## Data section
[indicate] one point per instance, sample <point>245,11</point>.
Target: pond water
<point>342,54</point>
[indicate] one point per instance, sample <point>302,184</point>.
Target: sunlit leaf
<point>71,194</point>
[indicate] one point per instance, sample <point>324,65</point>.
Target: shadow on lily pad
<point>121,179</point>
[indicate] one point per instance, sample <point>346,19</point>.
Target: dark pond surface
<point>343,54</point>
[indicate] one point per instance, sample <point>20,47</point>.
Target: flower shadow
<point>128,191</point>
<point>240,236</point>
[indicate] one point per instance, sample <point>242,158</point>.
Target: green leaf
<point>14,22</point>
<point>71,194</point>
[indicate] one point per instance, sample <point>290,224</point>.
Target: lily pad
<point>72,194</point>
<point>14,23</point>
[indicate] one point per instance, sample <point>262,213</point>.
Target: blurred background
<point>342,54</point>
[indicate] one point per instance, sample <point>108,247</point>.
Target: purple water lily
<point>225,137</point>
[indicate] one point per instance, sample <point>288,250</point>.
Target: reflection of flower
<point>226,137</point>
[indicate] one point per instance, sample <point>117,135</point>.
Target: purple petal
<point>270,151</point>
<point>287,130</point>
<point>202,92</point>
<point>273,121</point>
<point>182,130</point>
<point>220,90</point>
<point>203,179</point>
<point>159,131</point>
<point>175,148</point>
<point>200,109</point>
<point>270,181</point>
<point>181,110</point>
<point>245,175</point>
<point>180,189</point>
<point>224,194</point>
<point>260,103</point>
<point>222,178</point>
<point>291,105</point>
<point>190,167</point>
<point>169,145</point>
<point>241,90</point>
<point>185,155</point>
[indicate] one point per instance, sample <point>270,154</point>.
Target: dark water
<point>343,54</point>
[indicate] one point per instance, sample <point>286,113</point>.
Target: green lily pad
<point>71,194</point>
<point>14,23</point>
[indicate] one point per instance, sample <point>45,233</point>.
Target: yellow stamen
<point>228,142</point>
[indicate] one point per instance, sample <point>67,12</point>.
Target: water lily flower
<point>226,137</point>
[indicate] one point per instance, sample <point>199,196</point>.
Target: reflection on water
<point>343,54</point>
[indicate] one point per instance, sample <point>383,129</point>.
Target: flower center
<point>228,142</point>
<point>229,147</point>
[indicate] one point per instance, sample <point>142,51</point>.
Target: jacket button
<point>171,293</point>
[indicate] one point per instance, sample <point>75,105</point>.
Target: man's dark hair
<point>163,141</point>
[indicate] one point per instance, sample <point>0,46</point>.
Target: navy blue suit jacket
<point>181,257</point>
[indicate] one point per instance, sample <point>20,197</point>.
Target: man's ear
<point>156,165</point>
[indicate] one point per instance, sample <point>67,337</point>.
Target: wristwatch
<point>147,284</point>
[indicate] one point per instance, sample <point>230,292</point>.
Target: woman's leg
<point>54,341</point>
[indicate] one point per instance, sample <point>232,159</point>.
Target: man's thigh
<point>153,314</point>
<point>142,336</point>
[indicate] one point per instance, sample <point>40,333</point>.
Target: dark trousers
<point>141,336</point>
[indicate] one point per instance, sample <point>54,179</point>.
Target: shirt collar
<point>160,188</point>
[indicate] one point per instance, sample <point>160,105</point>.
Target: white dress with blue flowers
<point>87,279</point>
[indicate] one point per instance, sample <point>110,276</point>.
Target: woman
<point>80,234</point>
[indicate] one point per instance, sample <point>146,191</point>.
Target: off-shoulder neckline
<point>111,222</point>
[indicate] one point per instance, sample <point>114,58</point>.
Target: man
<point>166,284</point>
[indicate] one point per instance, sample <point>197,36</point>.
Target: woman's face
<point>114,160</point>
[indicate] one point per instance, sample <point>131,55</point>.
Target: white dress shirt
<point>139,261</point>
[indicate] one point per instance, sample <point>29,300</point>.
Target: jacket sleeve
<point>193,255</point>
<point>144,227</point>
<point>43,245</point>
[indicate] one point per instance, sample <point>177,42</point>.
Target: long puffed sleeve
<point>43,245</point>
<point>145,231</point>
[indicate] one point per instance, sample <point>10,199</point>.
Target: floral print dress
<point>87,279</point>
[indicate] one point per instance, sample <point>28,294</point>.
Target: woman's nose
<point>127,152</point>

## Brief
Starting with the first line of the entries and ending with the line that has "instance, sample <point>117,135</point>.", copy each line exactly and add nothing.

## Task response
[indicate] one point per instance, sample <point>245,11</point>.
Target: pond water
<point>342,54</point>
[indicate] one point per instance, sample <point>302,184</point>.
Target: sunlit leaf
<point>71,194</point>
[indicate] one point per instance, sample <point>324,65</point>.
Target: shadow on lily pad
<point>121,179</point>
[indicate] one point per instance, sample <point>346,19</point>.
Target: dark pond surface
<point>343,54</point>
[indicate] one point per instance, sample <point>20,47</point>.
Target: flower shadow
<point>128,191</point>
<point>240,236</point>
[indicate] one point per instance, sample <point>242,158</point>.
Target: green leaf
<point>14,22</point>
<point>71,194</point>
[indicate] one point per instance, sample <point>290,224</point>.
Target: lily pad
<point>72,194</point>
<point>14,23</point>
[indicate] one point per instance, sample <point>262,213</point>.
Target: blurred background
<point>342,54</point>
[indicate] one point per instance, sample <point>108,247</point>.
Target: purple water lily
<point>225,137</point>
[indicate] one point per instance, sample <point>288,250</point>.
Target: reflection of flower
<point>226,137</point>
[indicate] one point per instance, sample <point>117,135</point>.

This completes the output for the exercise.